* [Text excerpt]

• • • •

Using a 16-mm camera, the artist tracked this phenomenon along the coast of Madagascar. Day after day, she and a few other people observed the sunset. Finally, Dean thought she had seen the green flash, which, however, proved not to be the case when they saw the video recordings by her colleagues, which captured nothing. It wasn’t until Dean developed the 16-mm film that she realized that she probably had seen the green ray. “So looking for the green ray”, as Dean writes, “became about the act of looking itself, about faith and belief in what you see. This film is a document; it has become about the very fabric, material and manufacture of film itself.“

// Barry Flanagan
born 1941 in Wales, died 2009 in Ibiza

A Hole in the Sea, 1969
Video of a land art action in the context of Gerry Schum’s Fernsehgalerie
(Land Art. Fernsehausstellung I with Richard Long, Barry Flanagan, Dennis Oppenheim, Robert Smithson, Marinus Boezem, Jan Dibbets, and Walter de Maria)
Courtesy: Staatsgalerie Stuttgart
--
In 1969, the British conceptual artist Barry Flanagan made a hole in the sea for Gerry Schum’s Fernsehgalerie (TV Gallery). At low tide, he installed a Plexiglas cylinder in a tidal mud flat, which he then filmed from above as the tide came in. For a brief instant, a hole in the sea emerged—before disappearing again in the swirling torrent of water.

// Sven Johne
born 1976 in Bergen on Rügen Island, lives in Berlin

Ship Cancellation, 2004
Series of five color photographs, 100 x 150 cm each, framed, screenprint on glass
Courtesy: private collection, Berlin
© Sven Johne, VG Bild-Kunst, Bonn 2016
--
The series combines different photographs of oceans along with reports of maritime accidents that occurred between 1823 and 2000 in various places around the world. Texts on the glass of the frames provide—parallel to the horizon line—the names of the ships and the exact sites where they met with disaster. Each one also includes at the right part of the photograph some brief information about the type of ship, the probable cause of the accident, and an eyewitness report. On one hand, the texts read like success stories about shipbuilding, ranging from the first steamer to cross the Atlantic, to increasingly bigger container ships with greater capacities and complicated electronics. On the other, these success stories stand in stark contrast to the tales of sinking ships. It seems as if the new technic itself—due to technical failure—always leads to the catastrophe: accelerate steam-engines that overheat; unsecured cranes; containers whose weight causes problems to maneuver the ship, or electronic disturbance of sophisticates navigation system.
Whether the pictures actually depict the sites where the accidents occurred remains an open-ended question, as does the issue of whether they are dealing with real or fictional narratives.

• • • •

* [Actions to take]
1. In the exhibition text, what did Barry Flanagan install in a tidal mud flat at low tide?
2. Translate this sentence from the exhibition text into Spanish: "For a brief instant, a hole in the sea emerged—before disappearing again in the swirling torrent of water."

• • • •

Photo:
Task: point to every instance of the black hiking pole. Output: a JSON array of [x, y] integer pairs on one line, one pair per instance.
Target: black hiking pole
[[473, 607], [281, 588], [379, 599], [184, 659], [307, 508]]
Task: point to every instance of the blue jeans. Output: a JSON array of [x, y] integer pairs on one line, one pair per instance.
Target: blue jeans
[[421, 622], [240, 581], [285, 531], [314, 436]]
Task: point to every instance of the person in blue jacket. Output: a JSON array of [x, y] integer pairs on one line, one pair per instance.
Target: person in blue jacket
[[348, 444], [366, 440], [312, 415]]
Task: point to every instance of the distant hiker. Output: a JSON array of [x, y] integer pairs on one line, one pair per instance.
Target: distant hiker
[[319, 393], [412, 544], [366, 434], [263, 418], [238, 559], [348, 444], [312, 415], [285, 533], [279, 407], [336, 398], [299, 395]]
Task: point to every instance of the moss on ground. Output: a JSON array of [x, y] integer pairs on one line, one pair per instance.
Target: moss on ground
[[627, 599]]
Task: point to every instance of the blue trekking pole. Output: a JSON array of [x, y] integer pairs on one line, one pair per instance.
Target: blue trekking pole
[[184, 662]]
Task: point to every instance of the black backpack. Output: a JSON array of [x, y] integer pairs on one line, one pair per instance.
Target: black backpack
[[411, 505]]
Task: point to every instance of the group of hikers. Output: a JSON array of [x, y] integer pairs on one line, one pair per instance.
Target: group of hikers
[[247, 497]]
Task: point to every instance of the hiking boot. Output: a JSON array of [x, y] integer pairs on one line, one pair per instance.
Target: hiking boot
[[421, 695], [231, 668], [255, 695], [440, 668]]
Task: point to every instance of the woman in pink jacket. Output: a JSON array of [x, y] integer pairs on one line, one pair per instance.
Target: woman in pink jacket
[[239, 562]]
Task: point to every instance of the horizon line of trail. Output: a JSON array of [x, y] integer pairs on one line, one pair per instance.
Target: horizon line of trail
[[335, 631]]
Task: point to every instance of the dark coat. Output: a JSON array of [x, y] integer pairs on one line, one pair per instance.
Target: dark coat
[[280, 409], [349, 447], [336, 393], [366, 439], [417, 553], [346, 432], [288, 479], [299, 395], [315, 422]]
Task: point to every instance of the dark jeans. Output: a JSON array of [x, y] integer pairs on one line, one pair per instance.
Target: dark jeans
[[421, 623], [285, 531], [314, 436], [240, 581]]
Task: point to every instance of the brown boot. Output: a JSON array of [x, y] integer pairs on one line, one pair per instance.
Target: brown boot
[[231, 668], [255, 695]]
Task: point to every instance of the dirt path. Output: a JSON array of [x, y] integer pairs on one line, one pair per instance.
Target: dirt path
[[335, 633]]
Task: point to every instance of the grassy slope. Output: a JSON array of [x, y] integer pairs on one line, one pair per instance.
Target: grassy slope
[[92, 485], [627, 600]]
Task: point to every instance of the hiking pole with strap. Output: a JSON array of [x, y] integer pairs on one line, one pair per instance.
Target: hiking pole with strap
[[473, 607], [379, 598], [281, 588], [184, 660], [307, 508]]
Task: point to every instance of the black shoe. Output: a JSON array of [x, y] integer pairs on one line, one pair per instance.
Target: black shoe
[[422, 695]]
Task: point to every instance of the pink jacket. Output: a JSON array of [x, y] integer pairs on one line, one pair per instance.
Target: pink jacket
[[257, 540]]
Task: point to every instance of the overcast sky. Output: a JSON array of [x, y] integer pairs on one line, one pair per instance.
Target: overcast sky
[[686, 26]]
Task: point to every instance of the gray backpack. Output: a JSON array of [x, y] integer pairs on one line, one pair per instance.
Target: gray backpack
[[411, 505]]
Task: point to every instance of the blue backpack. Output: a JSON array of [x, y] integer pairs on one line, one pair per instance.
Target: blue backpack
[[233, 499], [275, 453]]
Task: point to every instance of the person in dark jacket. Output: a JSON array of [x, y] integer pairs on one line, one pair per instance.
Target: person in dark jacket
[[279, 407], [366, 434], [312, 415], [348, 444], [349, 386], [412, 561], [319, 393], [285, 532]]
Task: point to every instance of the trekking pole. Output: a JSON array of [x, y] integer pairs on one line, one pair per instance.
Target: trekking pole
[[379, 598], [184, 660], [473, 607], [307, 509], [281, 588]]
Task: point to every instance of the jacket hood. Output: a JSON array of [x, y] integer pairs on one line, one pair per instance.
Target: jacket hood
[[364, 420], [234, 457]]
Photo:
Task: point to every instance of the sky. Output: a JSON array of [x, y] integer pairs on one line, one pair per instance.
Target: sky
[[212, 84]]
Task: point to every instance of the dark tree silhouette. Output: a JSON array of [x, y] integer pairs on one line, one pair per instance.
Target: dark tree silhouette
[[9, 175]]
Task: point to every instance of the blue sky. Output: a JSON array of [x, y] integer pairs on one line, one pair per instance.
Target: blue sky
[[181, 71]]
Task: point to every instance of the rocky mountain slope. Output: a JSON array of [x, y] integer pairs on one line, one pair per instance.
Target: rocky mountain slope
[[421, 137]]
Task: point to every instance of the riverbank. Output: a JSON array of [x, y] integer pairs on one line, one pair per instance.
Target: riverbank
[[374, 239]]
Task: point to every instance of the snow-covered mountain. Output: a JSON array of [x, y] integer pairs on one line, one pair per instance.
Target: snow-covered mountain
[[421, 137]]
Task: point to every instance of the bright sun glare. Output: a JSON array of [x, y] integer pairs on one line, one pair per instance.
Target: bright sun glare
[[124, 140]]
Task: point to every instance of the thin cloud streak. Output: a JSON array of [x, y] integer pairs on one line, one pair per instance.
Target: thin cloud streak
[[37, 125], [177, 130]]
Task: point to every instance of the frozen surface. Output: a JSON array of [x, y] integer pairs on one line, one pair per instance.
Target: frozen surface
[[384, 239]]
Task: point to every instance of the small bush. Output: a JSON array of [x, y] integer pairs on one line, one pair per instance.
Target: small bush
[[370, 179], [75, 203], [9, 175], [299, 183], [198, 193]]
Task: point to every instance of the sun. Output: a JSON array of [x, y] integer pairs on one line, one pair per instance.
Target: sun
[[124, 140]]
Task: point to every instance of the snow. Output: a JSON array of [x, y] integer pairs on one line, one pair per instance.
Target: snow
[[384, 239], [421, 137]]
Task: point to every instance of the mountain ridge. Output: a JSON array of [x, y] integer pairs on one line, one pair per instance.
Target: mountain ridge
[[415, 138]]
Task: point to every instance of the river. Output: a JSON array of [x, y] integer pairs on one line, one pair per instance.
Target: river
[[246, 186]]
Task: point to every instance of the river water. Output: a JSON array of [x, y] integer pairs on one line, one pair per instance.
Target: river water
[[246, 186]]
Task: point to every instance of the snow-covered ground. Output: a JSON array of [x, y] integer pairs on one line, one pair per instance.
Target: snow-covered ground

• • • •

* [Solved problems]
1. A Plexiglas cylinder.

2. Por un breve instante, surgió un agujero en el mar, antes de desaparecer de nuevo en el torrente arremolinado de agua.